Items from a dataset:
▶

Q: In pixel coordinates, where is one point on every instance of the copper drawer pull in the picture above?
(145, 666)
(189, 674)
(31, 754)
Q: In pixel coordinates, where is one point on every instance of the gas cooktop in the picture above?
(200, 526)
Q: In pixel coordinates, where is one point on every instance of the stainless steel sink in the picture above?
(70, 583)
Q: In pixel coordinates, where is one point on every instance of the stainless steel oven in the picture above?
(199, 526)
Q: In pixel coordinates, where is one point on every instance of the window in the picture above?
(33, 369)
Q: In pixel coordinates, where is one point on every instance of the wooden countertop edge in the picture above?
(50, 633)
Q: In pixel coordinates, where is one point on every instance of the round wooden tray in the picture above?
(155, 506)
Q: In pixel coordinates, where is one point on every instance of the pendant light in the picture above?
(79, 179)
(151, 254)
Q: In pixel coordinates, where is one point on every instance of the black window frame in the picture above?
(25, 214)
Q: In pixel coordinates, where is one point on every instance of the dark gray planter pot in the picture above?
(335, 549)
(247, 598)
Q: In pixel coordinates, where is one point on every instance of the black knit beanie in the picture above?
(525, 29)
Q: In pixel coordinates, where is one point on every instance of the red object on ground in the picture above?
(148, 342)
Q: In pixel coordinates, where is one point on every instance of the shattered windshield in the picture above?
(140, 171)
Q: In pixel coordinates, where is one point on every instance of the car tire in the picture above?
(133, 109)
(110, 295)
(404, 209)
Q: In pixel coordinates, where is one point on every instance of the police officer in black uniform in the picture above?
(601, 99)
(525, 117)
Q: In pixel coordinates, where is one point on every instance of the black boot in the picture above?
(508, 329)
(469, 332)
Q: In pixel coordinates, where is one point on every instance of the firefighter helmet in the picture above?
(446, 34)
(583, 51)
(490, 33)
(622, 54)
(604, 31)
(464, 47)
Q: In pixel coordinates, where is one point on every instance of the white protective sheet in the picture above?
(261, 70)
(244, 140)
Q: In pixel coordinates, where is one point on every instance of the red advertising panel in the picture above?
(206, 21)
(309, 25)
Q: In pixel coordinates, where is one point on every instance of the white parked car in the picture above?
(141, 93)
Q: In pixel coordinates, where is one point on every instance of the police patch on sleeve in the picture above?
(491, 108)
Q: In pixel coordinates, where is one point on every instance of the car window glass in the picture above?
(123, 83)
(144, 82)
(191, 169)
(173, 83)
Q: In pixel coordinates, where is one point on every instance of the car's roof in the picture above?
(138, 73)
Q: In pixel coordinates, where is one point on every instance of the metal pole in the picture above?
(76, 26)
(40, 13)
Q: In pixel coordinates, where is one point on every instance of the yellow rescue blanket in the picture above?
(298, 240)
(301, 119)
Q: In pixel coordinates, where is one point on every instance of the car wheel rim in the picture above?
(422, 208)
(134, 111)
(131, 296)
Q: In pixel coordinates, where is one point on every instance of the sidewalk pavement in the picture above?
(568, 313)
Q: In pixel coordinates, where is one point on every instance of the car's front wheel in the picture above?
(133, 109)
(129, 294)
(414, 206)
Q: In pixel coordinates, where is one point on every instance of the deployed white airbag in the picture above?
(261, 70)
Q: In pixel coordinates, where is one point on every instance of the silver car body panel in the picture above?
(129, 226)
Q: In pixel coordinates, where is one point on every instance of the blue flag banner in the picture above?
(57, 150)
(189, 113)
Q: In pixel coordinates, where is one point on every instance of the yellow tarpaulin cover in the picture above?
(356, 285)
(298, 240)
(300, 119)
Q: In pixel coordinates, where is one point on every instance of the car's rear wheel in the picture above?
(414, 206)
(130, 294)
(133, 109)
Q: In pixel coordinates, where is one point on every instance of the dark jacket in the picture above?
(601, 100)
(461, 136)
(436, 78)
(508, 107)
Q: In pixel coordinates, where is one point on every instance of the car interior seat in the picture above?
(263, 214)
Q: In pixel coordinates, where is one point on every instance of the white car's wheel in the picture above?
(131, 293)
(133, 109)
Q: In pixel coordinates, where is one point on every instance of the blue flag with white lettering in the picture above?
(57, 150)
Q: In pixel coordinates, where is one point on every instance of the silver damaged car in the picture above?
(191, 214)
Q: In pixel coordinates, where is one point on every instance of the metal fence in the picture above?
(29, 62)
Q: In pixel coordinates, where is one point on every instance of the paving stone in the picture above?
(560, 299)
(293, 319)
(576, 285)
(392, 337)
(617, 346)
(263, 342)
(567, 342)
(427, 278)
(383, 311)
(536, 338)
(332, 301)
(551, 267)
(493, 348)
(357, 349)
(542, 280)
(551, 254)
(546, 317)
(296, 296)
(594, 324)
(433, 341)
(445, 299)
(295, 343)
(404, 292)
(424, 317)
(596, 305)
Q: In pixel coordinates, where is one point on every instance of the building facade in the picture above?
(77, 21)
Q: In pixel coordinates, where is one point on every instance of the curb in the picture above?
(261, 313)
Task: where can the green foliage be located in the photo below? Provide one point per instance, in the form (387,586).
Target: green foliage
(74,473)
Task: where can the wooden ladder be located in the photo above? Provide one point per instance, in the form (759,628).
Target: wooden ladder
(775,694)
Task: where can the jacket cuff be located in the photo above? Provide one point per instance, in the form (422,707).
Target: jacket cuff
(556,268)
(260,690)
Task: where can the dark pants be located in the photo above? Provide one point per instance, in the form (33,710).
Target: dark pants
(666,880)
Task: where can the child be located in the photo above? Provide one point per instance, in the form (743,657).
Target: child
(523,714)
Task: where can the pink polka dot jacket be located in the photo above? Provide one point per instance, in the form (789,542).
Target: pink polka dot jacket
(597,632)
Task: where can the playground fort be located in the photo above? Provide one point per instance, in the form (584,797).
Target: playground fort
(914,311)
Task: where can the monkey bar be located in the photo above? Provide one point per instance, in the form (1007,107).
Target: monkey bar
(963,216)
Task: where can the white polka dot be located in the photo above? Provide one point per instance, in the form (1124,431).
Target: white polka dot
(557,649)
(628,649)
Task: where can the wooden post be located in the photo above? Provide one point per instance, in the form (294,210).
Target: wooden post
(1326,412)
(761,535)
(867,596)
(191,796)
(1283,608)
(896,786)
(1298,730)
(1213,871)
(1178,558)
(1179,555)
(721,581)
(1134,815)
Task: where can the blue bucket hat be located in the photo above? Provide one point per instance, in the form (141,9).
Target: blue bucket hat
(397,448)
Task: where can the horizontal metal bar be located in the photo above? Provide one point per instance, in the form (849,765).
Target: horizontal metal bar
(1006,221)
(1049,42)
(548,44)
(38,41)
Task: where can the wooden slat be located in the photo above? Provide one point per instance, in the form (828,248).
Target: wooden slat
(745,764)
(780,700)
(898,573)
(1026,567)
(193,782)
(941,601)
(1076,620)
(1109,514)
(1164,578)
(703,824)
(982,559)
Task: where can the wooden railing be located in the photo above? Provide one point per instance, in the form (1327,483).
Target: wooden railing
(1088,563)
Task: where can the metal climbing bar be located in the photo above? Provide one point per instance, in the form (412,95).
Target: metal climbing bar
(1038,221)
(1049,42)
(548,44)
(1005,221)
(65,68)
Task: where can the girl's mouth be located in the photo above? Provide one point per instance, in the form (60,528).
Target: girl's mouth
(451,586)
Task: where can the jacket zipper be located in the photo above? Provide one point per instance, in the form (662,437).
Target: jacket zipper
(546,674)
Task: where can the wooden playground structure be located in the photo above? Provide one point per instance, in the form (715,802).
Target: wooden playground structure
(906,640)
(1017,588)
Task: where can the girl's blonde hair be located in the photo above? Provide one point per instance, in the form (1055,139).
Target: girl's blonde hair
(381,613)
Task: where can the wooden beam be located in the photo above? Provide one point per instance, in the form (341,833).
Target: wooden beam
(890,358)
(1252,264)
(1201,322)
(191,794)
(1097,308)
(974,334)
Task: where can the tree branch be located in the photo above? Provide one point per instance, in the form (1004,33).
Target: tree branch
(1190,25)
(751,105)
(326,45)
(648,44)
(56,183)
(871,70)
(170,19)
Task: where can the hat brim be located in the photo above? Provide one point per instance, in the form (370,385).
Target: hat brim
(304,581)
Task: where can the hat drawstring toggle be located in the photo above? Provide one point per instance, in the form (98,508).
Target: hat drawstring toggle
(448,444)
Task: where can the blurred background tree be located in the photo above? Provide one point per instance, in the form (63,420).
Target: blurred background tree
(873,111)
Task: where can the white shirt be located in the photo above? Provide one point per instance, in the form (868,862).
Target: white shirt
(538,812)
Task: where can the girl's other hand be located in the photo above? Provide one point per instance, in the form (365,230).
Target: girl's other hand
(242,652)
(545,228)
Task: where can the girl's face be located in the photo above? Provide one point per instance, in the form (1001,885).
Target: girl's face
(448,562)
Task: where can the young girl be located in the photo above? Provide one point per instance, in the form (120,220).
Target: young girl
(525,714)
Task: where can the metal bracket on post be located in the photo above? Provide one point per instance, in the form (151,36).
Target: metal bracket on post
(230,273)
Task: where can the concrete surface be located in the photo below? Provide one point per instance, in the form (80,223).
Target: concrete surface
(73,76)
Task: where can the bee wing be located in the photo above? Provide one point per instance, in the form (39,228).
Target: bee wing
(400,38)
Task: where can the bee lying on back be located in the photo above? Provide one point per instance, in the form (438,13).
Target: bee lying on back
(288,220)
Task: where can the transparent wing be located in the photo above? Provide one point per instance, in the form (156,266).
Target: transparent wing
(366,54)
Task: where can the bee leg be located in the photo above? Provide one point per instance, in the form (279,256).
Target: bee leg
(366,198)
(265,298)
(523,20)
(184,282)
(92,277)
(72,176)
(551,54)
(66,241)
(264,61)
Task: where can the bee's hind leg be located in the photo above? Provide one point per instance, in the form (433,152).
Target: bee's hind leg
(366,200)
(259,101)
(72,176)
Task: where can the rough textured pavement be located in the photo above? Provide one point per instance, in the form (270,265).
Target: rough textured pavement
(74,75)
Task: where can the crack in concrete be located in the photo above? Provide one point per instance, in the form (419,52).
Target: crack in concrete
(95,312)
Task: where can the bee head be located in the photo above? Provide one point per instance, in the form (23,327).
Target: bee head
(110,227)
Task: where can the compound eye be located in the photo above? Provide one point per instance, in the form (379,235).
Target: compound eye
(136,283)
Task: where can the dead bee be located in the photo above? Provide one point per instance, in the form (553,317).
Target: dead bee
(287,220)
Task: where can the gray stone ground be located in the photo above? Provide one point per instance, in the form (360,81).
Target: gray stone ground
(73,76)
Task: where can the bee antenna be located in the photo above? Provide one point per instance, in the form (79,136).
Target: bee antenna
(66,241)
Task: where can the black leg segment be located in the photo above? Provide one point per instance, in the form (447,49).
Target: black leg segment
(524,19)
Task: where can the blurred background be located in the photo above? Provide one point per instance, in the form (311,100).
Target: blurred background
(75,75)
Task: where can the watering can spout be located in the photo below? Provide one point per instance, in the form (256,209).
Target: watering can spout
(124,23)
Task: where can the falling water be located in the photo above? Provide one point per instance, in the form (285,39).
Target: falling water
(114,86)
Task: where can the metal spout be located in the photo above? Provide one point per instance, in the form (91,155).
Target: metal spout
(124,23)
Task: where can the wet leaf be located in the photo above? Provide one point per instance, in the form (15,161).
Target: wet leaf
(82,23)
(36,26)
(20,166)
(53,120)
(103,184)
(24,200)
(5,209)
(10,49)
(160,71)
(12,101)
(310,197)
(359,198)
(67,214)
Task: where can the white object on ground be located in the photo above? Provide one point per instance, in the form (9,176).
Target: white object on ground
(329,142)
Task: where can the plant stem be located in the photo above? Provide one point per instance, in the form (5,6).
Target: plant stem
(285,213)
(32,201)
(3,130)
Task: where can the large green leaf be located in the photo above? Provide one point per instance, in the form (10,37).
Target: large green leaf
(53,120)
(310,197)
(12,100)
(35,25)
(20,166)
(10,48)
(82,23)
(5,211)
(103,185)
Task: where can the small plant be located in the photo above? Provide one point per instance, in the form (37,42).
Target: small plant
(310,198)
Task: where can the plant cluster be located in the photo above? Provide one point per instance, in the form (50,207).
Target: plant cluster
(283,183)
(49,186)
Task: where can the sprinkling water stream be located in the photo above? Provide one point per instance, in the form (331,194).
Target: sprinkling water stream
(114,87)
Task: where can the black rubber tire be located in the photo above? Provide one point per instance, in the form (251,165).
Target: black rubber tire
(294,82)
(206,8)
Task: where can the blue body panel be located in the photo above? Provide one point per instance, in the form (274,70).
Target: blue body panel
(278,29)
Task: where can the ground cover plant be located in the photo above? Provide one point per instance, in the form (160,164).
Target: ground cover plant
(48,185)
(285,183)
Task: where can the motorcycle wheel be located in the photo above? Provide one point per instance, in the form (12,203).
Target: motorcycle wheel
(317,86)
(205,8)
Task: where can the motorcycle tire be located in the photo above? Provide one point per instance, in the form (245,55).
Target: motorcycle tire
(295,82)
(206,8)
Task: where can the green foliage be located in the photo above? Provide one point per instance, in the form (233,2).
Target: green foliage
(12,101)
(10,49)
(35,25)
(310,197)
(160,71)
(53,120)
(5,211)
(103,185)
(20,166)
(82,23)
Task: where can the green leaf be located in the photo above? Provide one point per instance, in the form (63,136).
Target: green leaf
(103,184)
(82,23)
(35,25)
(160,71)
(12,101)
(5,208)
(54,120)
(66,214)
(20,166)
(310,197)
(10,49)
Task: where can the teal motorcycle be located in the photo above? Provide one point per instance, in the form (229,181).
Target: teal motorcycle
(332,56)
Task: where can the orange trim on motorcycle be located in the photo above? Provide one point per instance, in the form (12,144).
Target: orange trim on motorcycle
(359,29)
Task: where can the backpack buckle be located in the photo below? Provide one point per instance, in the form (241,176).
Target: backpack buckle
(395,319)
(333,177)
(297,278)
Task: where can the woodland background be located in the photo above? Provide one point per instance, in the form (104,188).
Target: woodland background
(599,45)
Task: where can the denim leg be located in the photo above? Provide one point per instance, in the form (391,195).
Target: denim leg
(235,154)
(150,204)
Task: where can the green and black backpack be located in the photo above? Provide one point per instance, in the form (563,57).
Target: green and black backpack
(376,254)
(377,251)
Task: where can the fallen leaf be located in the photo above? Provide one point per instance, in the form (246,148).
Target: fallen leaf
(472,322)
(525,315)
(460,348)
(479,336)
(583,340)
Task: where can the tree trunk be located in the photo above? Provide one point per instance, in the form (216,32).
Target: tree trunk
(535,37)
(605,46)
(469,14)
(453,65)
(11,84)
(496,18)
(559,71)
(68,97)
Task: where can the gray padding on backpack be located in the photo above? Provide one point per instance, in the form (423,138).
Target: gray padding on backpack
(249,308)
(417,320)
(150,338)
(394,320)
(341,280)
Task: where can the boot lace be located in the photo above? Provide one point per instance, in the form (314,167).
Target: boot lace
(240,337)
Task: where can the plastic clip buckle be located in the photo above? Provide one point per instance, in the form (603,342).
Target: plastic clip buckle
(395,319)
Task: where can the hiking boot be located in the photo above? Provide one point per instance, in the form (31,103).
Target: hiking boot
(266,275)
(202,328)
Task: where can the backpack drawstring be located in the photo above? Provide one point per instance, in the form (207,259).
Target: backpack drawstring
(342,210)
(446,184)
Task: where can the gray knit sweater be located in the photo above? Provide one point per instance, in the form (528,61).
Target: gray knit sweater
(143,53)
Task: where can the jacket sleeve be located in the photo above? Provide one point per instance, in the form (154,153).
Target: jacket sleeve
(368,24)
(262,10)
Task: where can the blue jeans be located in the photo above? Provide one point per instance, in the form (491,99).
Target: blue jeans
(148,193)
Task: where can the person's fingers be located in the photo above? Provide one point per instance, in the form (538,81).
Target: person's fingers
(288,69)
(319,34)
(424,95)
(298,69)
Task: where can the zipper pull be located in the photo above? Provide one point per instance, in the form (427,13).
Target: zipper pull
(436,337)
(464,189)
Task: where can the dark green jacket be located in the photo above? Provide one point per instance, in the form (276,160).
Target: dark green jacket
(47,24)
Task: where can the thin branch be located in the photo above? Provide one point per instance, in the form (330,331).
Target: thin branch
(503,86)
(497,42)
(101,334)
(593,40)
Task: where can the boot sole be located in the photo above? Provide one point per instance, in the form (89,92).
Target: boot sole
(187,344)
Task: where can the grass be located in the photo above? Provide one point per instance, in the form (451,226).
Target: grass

◀

- [Task statement]: Wherever the line holding "Target: metal spout" falls in the entries above, copy exactly from it through the line holding "Task: where can the plant stem", inclusive, and add nothing.

- [Answer space]:
Target: metal spout
(124,23)
Task: where can the wet leaf be located in the photo above? Provide one point per instance, in the form (15,161).
Target: wet leaf
(82,23)
(36,26)
(20,166)
(53,120)
(103,184)
(24,200)
(5,209)
(10,49)
(160,71)
(12,101)
(310,197)
(359,198)
(67,214)
Task: where can the white object on ground be located in the photo above? Provide one point per instance, in the form (9,176).
Target: white object on ground
(329,142)
Task: where can the plant stem be located in the photo above? Provide one point per instance, in the form (5,6).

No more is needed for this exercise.